━━━━━ Provided material
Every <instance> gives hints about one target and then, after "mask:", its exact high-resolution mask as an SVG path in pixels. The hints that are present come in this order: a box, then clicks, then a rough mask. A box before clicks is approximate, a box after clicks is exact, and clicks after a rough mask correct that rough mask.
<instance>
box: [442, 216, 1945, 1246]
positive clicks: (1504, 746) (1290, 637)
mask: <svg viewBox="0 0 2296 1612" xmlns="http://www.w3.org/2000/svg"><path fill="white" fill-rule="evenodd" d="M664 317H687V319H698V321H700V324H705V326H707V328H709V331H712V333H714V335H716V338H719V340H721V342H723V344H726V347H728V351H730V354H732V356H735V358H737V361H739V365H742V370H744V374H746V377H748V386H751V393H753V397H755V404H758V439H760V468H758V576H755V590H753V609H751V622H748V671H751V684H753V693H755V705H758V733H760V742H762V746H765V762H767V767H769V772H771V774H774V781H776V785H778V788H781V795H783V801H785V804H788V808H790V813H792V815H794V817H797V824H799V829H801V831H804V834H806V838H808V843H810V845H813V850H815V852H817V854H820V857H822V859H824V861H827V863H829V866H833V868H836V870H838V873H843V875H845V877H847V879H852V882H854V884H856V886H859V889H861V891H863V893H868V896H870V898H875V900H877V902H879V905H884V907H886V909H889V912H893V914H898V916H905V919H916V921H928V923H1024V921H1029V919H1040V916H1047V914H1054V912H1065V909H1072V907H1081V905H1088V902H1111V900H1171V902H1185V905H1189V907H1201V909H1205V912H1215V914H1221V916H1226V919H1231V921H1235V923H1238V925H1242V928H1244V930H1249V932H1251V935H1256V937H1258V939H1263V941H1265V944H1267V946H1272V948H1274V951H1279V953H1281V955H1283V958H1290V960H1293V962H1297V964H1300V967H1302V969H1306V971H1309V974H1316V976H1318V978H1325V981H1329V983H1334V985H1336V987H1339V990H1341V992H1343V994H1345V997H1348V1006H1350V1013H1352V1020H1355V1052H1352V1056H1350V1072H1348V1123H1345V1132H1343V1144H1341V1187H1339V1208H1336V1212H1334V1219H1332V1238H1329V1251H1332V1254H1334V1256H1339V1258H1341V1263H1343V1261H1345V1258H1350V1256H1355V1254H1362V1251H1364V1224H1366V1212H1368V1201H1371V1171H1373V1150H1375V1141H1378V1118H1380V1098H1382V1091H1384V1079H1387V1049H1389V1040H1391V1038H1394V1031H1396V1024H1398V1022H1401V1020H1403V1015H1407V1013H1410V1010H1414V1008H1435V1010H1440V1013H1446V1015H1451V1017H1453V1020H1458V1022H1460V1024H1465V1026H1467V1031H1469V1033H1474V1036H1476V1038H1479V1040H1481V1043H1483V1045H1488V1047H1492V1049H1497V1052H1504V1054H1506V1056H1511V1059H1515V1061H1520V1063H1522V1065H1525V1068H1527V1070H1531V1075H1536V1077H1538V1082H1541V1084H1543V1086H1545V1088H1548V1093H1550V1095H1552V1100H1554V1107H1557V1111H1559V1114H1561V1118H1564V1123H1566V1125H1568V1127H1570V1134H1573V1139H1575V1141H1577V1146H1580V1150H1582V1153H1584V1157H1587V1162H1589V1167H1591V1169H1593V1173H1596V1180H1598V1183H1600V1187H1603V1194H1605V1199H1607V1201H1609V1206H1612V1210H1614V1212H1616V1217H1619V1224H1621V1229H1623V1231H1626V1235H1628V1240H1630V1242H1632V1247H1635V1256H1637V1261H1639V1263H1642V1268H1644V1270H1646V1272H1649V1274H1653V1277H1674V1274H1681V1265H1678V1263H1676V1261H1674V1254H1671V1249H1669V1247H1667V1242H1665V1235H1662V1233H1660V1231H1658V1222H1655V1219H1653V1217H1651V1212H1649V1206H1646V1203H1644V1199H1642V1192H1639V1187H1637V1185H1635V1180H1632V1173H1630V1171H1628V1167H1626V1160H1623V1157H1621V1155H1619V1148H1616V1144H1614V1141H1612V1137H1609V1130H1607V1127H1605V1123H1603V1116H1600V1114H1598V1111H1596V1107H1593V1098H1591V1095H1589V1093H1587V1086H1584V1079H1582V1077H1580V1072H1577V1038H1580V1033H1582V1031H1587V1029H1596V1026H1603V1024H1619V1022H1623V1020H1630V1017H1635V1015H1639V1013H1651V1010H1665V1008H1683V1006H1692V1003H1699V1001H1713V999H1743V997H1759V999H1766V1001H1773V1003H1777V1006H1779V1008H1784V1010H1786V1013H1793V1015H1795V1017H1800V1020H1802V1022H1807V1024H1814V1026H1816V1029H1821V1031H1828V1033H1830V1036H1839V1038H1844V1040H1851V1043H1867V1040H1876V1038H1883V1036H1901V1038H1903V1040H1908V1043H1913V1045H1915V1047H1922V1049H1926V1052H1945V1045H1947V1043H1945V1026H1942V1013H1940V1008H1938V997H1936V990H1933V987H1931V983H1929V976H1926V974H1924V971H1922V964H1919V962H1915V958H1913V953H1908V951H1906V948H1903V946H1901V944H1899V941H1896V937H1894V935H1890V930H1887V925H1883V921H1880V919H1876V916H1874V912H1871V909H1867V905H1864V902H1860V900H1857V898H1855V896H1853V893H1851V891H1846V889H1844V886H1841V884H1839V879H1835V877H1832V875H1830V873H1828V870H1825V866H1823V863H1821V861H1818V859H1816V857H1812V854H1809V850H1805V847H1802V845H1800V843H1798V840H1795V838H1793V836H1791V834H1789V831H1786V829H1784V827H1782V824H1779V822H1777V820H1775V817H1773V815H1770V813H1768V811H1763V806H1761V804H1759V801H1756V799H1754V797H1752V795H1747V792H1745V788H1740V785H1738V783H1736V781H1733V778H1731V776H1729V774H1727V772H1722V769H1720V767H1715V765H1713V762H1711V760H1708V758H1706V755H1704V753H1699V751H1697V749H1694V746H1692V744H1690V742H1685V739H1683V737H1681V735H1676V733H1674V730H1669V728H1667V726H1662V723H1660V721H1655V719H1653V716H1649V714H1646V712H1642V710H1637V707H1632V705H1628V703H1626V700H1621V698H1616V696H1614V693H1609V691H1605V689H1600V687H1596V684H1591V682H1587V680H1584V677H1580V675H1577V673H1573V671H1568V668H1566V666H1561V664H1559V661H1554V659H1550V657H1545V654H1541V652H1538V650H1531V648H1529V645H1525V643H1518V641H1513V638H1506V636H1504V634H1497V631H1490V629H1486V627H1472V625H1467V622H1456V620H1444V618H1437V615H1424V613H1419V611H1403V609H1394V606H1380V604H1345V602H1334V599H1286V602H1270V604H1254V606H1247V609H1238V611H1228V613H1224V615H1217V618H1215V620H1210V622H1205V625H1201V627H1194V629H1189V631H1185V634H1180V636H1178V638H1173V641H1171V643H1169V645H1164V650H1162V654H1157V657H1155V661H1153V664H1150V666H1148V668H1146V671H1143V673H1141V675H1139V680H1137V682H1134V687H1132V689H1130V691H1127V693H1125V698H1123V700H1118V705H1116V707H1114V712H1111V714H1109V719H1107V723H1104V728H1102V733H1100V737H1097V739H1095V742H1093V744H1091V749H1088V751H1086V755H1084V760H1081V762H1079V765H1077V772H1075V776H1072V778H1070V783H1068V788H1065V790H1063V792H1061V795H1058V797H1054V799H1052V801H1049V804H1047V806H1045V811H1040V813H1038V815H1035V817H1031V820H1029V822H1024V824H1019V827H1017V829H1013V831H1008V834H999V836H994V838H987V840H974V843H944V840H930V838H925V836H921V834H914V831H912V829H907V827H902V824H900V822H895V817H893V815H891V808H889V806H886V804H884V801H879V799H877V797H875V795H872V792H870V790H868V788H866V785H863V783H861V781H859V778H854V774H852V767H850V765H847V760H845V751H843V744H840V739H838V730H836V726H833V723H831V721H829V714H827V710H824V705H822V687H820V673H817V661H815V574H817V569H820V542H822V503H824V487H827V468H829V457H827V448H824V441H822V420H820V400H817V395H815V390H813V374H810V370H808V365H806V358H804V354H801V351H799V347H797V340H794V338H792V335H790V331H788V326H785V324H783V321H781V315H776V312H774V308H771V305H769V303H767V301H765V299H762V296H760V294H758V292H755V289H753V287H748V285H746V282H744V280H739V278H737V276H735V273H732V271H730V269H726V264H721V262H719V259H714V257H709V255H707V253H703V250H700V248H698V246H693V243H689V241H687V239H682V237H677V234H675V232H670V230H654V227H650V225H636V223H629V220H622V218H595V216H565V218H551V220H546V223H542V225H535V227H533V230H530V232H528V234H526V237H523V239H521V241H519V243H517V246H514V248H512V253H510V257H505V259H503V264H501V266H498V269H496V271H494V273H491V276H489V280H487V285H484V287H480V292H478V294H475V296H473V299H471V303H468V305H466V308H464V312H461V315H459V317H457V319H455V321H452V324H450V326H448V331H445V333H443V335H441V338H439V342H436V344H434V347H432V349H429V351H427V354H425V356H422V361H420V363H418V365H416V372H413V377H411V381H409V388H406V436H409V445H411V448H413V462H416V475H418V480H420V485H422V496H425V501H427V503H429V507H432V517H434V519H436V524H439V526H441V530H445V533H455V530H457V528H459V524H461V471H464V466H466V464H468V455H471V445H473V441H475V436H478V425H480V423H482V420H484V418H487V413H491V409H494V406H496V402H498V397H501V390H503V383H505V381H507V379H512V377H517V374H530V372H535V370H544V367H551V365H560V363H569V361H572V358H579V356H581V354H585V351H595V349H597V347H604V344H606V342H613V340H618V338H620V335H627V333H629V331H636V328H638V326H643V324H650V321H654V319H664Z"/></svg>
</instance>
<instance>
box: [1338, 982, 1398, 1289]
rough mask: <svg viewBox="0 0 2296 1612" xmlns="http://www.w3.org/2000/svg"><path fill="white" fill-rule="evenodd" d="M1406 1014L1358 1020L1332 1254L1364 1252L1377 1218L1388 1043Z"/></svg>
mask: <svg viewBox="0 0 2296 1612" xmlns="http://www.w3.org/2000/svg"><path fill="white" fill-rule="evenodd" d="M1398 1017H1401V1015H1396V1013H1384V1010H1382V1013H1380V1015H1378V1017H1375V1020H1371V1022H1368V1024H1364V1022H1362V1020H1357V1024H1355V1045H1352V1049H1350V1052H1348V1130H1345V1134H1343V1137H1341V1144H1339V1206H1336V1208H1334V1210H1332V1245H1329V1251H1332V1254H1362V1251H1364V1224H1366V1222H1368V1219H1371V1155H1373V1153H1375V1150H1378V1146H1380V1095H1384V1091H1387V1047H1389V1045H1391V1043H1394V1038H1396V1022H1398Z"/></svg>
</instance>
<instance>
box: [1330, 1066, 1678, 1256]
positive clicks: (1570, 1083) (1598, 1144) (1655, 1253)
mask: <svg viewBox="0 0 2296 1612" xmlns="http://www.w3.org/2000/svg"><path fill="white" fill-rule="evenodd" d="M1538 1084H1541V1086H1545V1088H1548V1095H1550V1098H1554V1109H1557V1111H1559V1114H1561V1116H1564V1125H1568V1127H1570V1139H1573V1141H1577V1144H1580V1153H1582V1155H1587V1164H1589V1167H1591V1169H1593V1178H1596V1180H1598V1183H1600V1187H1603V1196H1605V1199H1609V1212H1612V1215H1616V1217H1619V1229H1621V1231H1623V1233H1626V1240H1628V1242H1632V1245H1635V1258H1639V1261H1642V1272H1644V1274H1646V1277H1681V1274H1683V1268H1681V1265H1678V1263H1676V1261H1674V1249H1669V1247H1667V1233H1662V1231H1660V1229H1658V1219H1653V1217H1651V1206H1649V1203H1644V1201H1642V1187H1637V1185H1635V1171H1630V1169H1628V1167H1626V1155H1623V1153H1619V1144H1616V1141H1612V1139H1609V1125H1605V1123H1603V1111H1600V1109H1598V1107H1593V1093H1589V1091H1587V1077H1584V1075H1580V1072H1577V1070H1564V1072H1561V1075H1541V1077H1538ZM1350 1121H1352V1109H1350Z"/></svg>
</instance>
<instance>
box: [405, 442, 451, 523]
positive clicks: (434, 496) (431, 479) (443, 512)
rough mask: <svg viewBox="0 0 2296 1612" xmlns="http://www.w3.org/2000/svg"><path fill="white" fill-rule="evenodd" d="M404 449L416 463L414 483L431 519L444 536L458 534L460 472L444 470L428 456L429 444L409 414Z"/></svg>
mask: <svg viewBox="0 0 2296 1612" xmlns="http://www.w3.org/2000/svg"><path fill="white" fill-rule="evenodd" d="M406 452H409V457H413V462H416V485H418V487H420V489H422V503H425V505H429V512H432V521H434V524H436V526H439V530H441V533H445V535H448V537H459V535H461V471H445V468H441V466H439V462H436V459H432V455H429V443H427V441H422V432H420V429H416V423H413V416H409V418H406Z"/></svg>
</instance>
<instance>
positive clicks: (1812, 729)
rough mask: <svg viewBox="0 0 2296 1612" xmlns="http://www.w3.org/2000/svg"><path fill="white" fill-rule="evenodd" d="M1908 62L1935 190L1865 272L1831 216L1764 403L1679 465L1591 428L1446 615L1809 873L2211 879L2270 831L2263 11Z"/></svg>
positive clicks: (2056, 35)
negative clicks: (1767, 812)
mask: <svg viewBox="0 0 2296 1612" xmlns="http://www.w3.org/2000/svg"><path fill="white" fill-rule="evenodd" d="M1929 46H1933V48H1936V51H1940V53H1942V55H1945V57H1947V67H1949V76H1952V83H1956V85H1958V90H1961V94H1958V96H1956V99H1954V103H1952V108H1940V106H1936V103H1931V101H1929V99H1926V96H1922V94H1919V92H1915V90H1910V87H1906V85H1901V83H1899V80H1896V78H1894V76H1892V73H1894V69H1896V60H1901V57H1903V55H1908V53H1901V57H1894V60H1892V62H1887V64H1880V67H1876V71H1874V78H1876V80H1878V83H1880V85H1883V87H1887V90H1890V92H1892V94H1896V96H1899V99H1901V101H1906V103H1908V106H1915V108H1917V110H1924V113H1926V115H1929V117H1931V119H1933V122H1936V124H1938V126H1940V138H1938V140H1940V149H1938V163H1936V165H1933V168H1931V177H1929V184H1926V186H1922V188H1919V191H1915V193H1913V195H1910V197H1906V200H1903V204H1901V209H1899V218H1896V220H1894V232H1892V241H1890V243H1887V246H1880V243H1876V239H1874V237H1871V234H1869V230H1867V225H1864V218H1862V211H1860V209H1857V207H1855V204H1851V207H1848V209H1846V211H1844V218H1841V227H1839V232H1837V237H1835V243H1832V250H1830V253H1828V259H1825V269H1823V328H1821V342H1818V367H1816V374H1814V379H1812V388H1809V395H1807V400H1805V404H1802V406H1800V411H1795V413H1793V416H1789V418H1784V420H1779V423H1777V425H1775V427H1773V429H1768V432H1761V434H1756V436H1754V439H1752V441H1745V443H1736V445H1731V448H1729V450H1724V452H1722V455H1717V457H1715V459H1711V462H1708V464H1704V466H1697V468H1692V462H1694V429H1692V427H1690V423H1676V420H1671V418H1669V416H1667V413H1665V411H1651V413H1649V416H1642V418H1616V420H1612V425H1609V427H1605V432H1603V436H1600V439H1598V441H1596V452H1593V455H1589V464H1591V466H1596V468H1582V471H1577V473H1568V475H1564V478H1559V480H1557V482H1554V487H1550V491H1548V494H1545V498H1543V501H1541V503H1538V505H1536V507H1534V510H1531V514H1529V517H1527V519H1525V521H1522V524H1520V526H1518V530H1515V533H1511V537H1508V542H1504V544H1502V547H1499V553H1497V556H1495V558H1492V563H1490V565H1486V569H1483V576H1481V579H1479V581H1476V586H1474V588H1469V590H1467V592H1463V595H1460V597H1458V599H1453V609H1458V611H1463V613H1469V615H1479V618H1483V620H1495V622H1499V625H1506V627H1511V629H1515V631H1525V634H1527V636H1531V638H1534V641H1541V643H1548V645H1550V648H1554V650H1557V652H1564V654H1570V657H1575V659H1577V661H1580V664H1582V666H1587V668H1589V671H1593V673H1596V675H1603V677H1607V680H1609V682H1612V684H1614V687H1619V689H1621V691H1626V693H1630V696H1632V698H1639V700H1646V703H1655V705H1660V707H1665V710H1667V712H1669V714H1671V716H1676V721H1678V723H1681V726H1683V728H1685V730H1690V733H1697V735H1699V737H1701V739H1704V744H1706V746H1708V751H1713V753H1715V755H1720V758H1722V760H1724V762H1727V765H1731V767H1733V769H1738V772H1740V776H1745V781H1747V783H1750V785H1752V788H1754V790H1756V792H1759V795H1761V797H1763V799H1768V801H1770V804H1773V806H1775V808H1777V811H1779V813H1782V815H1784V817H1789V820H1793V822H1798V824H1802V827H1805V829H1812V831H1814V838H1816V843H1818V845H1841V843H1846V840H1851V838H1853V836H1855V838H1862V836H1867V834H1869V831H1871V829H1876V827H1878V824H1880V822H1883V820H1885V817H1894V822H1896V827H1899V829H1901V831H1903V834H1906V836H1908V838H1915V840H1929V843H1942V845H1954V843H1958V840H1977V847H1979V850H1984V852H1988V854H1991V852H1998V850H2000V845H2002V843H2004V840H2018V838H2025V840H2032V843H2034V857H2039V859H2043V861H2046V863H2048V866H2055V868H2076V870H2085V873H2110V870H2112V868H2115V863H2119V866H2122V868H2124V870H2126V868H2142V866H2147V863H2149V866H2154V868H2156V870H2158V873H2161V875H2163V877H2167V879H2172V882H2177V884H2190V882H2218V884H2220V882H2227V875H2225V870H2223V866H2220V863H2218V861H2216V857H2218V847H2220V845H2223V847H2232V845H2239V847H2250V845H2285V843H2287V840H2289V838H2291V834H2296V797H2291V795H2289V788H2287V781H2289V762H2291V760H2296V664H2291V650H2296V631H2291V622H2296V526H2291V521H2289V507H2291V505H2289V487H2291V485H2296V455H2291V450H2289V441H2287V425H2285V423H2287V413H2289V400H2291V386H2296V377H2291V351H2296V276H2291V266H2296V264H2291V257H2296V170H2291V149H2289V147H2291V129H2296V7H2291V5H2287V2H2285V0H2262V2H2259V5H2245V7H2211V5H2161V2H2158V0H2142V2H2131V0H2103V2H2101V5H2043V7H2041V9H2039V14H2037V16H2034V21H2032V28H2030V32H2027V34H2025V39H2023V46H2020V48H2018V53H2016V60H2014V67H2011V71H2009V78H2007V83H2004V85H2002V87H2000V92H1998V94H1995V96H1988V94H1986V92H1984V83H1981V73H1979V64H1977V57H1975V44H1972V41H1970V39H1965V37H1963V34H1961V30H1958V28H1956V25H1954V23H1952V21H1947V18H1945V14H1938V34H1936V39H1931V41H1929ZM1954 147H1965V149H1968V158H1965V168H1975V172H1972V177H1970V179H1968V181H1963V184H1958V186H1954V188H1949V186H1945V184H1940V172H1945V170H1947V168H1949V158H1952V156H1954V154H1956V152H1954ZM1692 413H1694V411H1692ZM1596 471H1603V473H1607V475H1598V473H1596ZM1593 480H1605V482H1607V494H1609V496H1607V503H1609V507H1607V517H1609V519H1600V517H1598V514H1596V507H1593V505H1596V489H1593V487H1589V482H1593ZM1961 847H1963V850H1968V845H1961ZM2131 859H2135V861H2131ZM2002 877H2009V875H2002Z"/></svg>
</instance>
━━━━━━━━━━
Write out the entries verbatim, from the start of the entries up to and including the line with "positive clicks: (1504, 746) (1290, 637)".

### Output for this task
Every <instance> gives hints about one target and then, after "mask:", its exact high-resolution mask as an SVG path in pixels. The hints that are present come in this order: a box, then clicks, then a rough mask. A box before clicks is approximate, a box after clicks is exact, and clicks after a rough mask correct that rough mask.
<instance>
box: [442, 216, 1945, 1246]
positive clicks: (1504, 746) (1290, 637)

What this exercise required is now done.